*What the task requires:* Copy out all the records below, with their requests, but lower every coordinate in the answers by 102. Leave the picture out.

*Source data:*
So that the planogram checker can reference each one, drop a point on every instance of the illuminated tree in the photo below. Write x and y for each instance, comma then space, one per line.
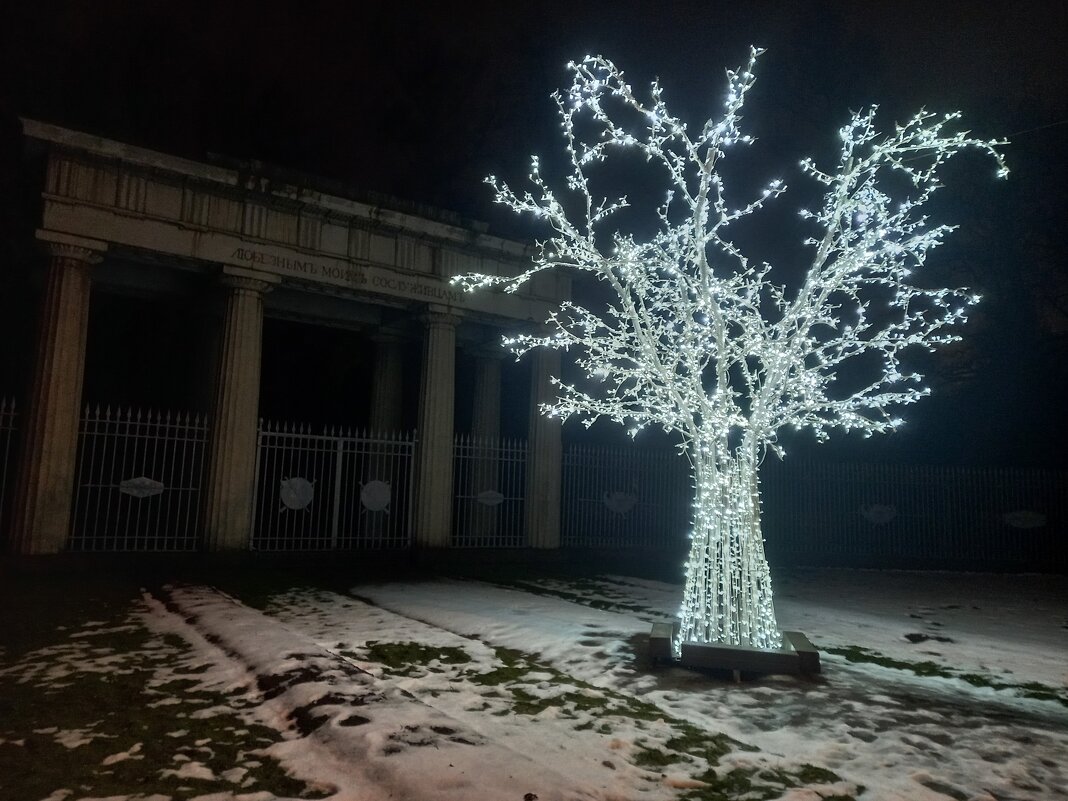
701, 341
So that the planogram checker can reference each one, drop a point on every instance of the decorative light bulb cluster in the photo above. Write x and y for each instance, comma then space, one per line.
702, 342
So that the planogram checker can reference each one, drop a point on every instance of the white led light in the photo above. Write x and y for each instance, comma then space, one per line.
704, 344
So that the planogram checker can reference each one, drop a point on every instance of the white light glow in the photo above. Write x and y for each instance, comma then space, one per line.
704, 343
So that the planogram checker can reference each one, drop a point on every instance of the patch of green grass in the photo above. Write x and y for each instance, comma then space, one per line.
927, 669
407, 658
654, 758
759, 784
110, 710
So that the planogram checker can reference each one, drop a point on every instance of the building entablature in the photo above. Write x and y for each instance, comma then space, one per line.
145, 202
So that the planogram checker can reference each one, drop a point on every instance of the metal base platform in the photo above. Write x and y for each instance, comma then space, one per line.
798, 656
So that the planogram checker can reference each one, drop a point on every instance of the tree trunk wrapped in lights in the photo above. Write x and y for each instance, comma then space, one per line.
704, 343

*Solution to this exercise:*
So that the planogram checker can reference each one, drop a point on every instance of the illuminated tree in the photo below. Write x and y for each instance, comma then space, one per line.
599, 239
So that the planogram checker can reference each one, drop a point on every instance of the decorative light bulb cluster in the photo above. Write x and y for each instance, comma then space, one per line.
600, 240
So that the planogram checker can reference each one, drop a point on every instance of the white led light in the photo above. Write x and y for each instance, comma then space, one per line.
602, 242
So that the planogram checker can reference each one, drop a point on every instance of the white light glow in the photo above. Write x and y for each instance, comma then space, one per line.
602, 241
So that the planogram checker can reference each one, drop a point on every instance of the patch of green grass in the photo above. Write x and y for each instance, comma then space, one per line.
825, 567
305, 556
552, 656
657, 682
8, 608
So that the planogram checker can reference each one, drop a point on every instance of the building entablature in the photo above. Write x and y for each instance, comma then space, one per line.
43, 100
So that the planogram checker can reference each one, drop a point on every instance of the metal base platform in the photo above. Write x and y for each instance, comma then space, one per line.
696, 554
So that the planogram checker can reference each one, drop a point on every instance of the tree trunk wrapped in lights in the photo above. Write x and y for each instance, comma then space, one per line.
602, 241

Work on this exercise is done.